● ZU LESENDER AUSZUG:
Chinas Geisteswissenschaftlicher Wandel: Der Rückgang der Geisteswissenschaften an Elite-Universitäten
Chinas Wandel im Bereich Geisteswissenschaften: Der Rückgang der Geisteswissenschaften an Elite-Universitäten
Die neue akademische Landschaft: Ein großer Wandel an der Fudan-Universität
Chinas Bildungsbereich verändert sich stark. Eine der angesehensten Hochschulen, die Fudan-Universität, geht dabei voran. Kürzlich gab der Rektor der Fudan-Universität, Jin Li, eine wichtige Änderung der Zulassungsrichtlinien für Studenten bekannt. Ziel ist es, die Zahl der Studierenden in geisteswissenschaftlichen Studiengängen deutlich zu senken. Der Anteil der Geisteswissenschaftler soll von 30-40 % auf nur noch 20 % sinken. Dies passt zur Vorstellung der Universität von einem ausgewogenen, fächerübergreifenden Ansatz – dem sogenannten "Allradantrieb"-Modell. Dabei sollen Naturwissenschaften, Medizin, Ingenieurwesen und Geisteswissenschaften zu gleichen Teilen vertreten sein.
Diese Änderung zeigt, dass sich im chinesischen Hochschulwesen etwas verändert. Die MINT-Fächer (Mathematik, Informatik, Naturwissenschaften und Technik) werden immer wichtiger als die Geisteswissenschaften. Diese Entwicklung hat eine Diskussion darüber ausgelöst, welchen Wert eine geisteswissenschaftliche Ausbildung in einer sich schnell industrialisierenden und technologisch entwickelnden Wirtschaft hat. Außerdem wird über die langfristigen Folgen für den Arbeitsmarkt und den intellektuellen Austausch gesprochen.

● BEREITGESTELLTE ANGABEN:
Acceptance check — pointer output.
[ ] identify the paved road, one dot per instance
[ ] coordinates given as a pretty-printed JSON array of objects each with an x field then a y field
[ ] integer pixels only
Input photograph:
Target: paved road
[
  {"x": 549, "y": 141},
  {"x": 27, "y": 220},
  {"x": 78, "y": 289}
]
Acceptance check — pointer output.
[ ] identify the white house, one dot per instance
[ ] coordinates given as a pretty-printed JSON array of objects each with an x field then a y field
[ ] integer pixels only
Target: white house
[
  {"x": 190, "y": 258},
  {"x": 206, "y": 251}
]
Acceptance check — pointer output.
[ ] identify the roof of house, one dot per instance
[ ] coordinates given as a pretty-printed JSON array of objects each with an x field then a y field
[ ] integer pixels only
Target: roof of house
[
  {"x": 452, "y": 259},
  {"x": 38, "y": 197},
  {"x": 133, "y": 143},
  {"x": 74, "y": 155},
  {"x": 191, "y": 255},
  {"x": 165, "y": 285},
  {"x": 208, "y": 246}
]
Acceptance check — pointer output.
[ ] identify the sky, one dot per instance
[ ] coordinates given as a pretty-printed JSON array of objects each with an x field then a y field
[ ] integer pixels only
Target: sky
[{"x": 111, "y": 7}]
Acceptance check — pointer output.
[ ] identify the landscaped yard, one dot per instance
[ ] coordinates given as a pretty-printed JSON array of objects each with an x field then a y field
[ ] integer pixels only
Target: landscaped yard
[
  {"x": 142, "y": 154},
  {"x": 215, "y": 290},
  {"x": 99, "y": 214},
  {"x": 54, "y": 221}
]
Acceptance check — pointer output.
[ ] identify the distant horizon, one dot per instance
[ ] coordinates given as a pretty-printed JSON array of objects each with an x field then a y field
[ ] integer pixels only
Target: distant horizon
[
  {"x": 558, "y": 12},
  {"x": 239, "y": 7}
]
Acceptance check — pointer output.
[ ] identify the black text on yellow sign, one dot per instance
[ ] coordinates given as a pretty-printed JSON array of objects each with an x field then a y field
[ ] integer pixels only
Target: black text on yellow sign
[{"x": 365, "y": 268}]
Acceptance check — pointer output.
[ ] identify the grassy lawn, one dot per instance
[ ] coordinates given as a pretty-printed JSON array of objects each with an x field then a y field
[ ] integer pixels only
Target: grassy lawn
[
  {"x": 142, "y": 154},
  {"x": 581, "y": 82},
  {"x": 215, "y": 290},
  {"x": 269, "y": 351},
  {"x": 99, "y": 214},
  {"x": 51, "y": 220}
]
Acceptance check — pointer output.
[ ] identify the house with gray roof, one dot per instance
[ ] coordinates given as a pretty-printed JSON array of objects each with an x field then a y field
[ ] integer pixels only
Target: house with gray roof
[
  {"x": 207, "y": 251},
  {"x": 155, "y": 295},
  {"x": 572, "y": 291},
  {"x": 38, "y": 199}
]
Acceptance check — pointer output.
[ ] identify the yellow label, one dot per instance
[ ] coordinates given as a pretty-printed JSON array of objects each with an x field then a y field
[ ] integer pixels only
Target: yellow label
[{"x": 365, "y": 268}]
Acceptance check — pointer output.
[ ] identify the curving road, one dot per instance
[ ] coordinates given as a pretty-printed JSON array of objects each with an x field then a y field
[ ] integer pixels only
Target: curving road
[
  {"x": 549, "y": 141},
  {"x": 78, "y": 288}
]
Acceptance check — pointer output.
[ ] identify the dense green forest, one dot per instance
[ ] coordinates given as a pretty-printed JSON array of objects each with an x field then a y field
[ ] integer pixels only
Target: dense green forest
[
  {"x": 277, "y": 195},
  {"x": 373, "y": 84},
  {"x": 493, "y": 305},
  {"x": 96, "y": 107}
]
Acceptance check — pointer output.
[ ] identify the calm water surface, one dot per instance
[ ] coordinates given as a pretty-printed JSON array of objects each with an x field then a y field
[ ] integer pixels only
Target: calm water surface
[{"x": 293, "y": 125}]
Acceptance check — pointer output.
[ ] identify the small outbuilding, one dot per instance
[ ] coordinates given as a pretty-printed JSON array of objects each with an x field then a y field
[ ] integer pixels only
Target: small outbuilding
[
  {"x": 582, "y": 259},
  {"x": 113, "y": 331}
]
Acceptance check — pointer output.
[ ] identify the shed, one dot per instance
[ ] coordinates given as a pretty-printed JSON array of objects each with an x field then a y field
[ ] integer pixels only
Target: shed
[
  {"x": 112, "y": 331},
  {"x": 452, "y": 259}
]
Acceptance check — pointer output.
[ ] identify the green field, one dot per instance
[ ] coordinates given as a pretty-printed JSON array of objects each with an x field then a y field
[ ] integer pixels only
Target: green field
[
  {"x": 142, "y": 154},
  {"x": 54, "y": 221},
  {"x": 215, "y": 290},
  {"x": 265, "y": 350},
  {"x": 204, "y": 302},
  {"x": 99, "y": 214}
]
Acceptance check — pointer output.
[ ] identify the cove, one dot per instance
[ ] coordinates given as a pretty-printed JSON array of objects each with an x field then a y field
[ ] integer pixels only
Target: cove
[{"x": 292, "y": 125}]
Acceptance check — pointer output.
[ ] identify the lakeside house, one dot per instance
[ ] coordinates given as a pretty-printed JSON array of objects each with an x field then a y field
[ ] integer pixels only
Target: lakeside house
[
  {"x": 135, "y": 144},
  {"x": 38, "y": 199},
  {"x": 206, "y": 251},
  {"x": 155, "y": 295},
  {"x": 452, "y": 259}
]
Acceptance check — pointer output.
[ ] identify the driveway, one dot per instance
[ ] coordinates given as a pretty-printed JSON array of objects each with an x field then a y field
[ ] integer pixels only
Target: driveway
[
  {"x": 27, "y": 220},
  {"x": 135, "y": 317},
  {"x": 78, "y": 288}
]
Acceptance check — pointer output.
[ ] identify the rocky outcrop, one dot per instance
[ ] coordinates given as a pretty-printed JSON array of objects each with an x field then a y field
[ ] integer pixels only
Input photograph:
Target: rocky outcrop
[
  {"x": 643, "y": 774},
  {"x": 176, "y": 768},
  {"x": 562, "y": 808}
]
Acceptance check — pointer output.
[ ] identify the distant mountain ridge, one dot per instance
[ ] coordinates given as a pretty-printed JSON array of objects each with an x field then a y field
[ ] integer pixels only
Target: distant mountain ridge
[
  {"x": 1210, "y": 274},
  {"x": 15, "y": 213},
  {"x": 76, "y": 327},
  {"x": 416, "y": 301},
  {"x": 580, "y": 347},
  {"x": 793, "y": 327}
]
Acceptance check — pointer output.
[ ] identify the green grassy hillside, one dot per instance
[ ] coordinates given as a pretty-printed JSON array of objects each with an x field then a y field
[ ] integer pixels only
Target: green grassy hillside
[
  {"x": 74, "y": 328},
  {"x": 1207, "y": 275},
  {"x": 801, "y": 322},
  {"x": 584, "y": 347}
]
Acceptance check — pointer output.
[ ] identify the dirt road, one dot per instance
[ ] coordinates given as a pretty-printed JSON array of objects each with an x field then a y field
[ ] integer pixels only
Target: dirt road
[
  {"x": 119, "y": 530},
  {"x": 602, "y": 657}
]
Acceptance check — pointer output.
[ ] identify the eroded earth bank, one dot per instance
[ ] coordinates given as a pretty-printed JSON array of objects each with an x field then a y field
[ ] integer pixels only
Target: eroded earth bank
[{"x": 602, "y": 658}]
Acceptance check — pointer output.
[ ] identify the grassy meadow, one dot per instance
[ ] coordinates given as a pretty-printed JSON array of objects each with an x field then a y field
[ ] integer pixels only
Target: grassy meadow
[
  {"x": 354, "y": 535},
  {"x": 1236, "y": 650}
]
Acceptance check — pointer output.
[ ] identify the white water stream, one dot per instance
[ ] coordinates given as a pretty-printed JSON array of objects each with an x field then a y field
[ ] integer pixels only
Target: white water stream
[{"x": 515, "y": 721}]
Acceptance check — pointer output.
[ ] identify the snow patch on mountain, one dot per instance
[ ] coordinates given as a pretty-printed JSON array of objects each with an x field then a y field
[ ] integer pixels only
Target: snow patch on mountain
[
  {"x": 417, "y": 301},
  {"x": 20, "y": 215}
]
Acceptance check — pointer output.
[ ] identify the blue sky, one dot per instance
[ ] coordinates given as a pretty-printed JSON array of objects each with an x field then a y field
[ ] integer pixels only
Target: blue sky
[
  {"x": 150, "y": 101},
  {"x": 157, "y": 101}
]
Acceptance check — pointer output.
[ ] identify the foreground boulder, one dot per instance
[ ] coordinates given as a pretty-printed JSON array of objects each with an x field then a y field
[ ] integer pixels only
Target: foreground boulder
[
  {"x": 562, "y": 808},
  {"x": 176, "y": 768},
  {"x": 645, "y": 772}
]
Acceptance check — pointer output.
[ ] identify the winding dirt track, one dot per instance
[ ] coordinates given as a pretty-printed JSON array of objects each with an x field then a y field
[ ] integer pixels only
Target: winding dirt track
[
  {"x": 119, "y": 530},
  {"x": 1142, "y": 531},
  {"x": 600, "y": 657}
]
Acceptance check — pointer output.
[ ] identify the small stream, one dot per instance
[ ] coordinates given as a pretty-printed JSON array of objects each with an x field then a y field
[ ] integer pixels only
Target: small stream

● ZU BEARBEITENDE AUFGABEN:
1. Liste jede Zeile auf, in der die Zeichenfolge „blue“ vorkommt, und beachte dabei die Groß- und Kleinschreibung.
2. Setze den Text über den Rückgang der Geisteswissenschaften an Chinas Elite-Universitäten im Anschluss an seinen letzten Satz fort.
Der Text über den Rückgang der Geisteswissenschaften und die Zeilen stehen in keinem Zusammenhang.

● ERGEBNISSE JE AUFGABE:
1.
[ ] identify the blue sky, one dot per instance
Target: blue sky

2.
Die Daten hinter der Entscheidung
Der Bericht der Fudan-Universität über die Qualität der Lehre aus dem Dezember 2024 zeigt ein deutliches Ungleichgewicht: 42,7 % der Studierenden studierten Geistes- und Sozialwissenschaften, verglichen mit 28,2 % in den Naturwissenschaften, 15,3 % im Ingenieurwesen und 13,9 % in der Medizin. Die neue Richtlinie zielt darauf ab, diese Anteile auszugleichen. Die Geisteswissenschaften sollen neben anderen Fächern stehen und nicht mehr die akademische Struktur dominieren.
Diese Entscheidung betrifft nicht nur die Fudan-Universität. In ganz China bauen die Universitäten ihre geisteswissenschaftlichen Studiengänge ab und verlagern Ressourcen in Bereiche, die den technologischen Fortschritt und das Wirtschaftswachstum vorantreiben. Der Grund dafür ist klar: China investiert stark in neue Bereiche wie künstliche Intelligenz, Halbleitertechnologie, Biotechnologie und Weltraumforschung. Diese Bereiche benötigen viele Fachkräfte mit MINT-Kenntnissen.
Ein weltweiter Trend: Der Rückgang der Geisteswissenschaften?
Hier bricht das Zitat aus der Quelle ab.